Records excerpted from a collection
---*---

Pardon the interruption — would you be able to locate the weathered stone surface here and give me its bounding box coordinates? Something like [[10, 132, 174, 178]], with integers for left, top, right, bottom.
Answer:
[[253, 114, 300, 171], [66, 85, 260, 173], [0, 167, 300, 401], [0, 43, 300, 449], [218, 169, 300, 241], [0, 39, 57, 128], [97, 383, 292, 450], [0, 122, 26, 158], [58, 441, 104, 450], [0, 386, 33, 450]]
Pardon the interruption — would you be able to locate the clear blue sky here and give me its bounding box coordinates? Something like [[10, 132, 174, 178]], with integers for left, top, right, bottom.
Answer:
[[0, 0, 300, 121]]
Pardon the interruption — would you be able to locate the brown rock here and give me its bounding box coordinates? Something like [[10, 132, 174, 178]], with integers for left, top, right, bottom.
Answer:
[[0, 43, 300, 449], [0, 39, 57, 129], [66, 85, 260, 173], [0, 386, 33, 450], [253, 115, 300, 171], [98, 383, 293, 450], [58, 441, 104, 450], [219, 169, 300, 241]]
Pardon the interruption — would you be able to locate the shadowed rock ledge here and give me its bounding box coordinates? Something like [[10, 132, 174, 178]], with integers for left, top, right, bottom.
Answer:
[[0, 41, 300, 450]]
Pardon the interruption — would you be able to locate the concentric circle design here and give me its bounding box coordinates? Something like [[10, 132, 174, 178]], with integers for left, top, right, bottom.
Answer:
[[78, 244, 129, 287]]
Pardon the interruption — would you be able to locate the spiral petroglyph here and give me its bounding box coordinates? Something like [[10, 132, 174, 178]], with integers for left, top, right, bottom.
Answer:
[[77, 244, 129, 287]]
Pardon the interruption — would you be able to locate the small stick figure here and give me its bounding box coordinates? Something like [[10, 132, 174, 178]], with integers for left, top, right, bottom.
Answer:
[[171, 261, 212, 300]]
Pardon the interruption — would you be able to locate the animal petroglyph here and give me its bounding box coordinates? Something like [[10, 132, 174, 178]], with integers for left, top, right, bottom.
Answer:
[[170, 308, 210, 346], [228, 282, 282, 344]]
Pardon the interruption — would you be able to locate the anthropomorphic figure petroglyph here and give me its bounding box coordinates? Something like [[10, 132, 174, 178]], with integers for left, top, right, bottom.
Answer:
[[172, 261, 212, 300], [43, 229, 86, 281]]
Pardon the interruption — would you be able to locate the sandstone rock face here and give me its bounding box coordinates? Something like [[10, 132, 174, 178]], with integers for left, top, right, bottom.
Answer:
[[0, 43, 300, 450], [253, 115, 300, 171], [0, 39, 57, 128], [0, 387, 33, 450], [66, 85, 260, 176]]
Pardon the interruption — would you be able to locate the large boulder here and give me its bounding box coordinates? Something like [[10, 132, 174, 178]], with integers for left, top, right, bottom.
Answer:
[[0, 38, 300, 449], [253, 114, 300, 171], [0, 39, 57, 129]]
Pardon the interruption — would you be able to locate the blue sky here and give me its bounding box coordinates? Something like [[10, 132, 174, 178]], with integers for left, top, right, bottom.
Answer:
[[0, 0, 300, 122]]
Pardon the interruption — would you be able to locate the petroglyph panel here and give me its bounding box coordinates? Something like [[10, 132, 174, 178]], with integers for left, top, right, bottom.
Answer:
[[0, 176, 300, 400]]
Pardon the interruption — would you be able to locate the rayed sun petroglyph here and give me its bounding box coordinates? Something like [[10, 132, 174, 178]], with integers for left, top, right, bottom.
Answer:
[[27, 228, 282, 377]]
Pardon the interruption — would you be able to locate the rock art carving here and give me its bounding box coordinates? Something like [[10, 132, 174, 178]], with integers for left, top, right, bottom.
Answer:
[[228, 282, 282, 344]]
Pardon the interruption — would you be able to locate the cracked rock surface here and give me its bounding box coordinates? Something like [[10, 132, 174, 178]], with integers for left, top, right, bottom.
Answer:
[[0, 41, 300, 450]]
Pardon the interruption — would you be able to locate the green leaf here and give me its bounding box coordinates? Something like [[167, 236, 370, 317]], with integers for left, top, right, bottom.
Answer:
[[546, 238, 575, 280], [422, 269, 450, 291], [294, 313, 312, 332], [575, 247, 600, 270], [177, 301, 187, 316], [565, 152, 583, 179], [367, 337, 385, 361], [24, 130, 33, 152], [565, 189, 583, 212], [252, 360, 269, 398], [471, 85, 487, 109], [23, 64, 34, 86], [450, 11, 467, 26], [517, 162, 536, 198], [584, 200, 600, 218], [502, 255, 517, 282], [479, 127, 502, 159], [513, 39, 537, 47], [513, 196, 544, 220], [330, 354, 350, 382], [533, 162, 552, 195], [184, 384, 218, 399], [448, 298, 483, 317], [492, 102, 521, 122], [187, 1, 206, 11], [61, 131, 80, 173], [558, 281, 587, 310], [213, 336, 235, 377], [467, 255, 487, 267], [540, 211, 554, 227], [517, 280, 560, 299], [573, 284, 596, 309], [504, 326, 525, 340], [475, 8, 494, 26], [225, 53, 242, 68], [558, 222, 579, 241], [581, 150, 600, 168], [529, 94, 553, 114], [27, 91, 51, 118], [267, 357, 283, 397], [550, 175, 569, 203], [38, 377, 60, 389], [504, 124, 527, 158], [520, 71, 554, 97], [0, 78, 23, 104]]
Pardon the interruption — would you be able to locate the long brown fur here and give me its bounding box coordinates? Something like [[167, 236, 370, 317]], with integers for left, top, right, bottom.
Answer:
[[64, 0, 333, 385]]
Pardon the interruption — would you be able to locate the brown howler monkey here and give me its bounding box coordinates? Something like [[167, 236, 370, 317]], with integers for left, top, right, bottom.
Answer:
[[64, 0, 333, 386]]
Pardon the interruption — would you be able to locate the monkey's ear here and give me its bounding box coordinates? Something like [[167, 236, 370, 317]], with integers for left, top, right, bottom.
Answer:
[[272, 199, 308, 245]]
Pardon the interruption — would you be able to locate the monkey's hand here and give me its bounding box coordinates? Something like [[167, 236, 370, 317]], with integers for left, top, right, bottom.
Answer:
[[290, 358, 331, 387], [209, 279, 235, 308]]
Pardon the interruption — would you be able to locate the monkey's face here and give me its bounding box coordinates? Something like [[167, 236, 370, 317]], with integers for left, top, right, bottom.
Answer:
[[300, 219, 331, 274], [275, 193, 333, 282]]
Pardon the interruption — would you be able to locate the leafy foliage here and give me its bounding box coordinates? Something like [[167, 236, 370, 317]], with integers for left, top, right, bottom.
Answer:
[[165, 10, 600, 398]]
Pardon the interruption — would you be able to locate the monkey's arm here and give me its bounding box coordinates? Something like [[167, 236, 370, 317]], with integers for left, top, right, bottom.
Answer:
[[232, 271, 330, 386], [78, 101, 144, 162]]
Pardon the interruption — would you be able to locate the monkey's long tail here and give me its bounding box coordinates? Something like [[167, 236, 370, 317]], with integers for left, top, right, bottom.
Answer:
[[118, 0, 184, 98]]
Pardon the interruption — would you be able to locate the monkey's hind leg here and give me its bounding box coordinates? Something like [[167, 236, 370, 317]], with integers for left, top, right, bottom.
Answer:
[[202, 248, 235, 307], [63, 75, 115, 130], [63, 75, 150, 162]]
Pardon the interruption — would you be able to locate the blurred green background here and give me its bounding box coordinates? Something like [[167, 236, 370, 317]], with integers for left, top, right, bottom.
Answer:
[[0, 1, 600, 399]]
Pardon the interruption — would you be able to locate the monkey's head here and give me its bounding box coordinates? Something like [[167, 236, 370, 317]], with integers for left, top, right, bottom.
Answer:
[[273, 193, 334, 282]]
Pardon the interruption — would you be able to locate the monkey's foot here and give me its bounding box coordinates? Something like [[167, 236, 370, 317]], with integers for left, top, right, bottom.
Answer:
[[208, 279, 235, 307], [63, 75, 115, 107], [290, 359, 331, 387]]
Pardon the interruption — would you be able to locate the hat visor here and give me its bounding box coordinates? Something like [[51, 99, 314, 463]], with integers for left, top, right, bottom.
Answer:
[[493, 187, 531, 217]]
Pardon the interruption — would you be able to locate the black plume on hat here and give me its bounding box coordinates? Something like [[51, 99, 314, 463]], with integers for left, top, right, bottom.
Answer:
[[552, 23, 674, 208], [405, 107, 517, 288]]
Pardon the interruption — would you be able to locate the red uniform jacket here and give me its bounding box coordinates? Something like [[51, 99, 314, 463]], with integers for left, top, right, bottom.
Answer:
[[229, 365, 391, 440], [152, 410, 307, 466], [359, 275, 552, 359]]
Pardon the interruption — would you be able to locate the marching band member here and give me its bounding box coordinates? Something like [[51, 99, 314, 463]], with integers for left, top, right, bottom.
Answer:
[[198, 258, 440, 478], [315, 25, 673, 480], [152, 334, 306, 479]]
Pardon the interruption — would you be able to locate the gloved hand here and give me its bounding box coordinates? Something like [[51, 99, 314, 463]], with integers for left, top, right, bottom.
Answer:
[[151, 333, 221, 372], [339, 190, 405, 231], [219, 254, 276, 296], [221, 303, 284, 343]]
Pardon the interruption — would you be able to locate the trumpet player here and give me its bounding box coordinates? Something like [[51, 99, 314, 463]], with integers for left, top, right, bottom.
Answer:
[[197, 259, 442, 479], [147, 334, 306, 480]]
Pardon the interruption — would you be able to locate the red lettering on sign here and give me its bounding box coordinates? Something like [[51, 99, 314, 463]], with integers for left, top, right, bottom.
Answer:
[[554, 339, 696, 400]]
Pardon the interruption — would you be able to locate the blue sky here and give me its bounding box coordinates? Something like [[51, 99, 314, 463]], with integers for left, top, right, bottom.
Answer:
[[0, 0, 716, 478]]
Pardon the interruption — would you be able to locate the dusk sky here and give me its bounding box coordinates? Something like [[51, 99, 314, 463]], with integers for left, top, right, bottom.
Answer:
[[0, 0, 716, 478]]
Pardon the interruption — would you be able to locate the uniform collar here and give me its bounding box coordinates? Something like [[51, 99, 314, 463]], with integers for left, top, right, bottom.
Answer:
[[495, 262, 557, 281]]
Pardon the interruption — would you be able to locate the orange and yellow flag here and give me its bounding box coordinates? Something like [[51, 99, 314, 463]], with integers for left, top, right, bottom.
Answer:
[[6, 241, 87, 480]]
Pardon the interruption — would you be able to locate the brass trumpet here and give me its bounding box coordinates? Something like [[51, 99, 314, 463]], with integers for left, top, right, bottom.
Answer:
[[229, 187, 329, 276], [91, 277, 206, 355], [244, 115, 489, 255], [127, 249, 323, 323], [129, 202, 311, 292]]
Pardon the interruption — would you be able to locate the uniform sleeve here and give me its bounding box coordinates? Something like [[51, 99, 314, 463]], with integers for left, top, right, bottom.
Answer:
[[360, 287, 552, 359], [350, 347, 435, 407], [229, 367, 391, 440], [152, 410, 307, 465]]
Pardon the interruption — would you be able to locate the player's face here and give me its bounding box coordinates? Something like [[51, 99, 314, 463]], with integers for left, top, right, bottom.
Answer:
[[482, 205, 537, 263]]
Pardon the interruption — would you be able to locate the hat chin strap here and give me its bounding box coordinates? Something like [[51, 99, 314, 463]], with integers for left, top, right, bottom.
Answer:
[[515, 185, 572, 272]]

---*---

=== Task brief ===
Present the lines starting with the one containing "the red lettering" and going on through the one containing "410, 307, 465]]" as a Markdown table with the columns Row and Line, numbering each row and leaving out blank lines. Include only those lines.

=== Full output ===
| Row | Line |
|---|---|
| 1 | Pardon the interruption — would you be able to locate the red lettering on sign here and give me its bounding box coordinates? Something like [[51, 99, 314, 463]], with integers for left, top, right, bottom. |
| 2 | Answer: |
| 3 | [[554, 339, 696, 400]] |
| 4 | Pardon the interruption — would you be able to locate the blue sky here and give me its bounding box coordinates? Something like [[51, 99, 314, 463]], with integers for left, top, right, bottom. |
| 5 | Answer: |
| 6 | [[0, 0, 716, 478]] |
| 7 | Pardon the interruption — would you be able to locate the dusk sky here and give me its bounding box coordinates? Something like [[51, 99, 314, 463]], with integers for left, top, right, bottom. |
| 8 | Answer: |
| 9 | [[0, 0, 716, 478]] |
| 10 | Pardon the interruption — would you be able to locate the uniform collar here and give me its bounding box coordinates? Something like [[51, 99, 314, 463]], with integers for left, top, right, bottom. |
| 11 | Answer: |
| 12 | [[495, 262, 557, 281]] |
| 13 | Pardon the interruption — would you be able to locate the orange and yellow flag here and give me its bounding box coordinates? Something like [[51, 99, 314, 463]], with integers for left, top, right, bottom. |
| 14 | Answer: |
| 15 | [[6, 241, 87, 480]] |
| 16 | Pardon the interruption — would you be able to locate the brass trumpet here and give me its bounding box coordinates? Something like [[51, 99, 314, 463]], with integers for left, top, right, bottom. |
| 17 | Answer: |
| 18 | [[229, 187, 329, 276], [91, 277, 206, 355], [244, 115, 489, 255], [127, 249, 323, 323], [129, 202, 311, 292]] |
| 19 | Pardon the interruption — would you be able to locate the uniform sleeve here and give me its bounding box coordinates? Something like [[51, 99, 314, 463]], with integers for left, top, right, bottom. |
| 20 | Answer: |
| 21 | [[360, 287, 552, 359], [350, 347, 435, 407], [229, 367, 391, 440], [152, 410, 307, 465]] |